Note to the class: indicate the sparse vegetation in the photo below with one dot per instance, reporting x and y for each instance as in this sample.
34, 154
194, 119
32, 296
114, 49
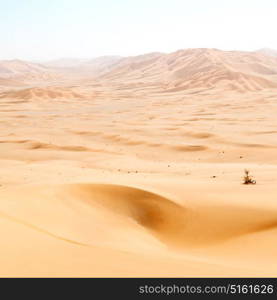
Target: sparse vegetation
248, 179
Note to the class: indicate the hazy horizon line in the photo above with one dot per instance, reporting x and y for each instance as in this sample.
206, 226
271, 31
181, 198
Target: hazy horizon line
125, 56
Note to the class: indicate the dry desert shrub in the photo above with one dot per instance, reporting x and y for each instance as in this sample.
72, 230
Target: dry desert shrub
248, 179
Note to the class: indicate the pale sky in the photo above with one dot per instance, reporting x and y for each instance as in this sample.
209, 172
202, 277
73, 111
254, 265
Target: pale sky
51, 29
═══
**Short exercise**. Transcribe every entry word for word, but omit the pictures.

**Final answer**.
Note to the class: indicate the sparse vegetation in the photo below with one dot per instance, reporting x and y for each instance as in this sample.
34, 154
194, 119
32, 296
114, 49
Target: sparse vegetation
248, 179
Note to the class: indicate the hazy horizon line in the photo above with one dot per instance, reporting x and y for each instance as in this sample.
206, 226
271, 31
181, 198
Target: hazy horizon line
125, 56
Note to the class: indicate the dry desert shrub in the photo above with one dot per instance, reporting x and y for each instance as in this sample.
72, 230
Target: dry desert shrub
248, 179
Note to the class: indicate the pale sky in the photo above with one dot per instance, reporting x and y for each instance as in this sample.
209, 172
202, 277
73, 111
254, 265
Target: pale sky
51, 29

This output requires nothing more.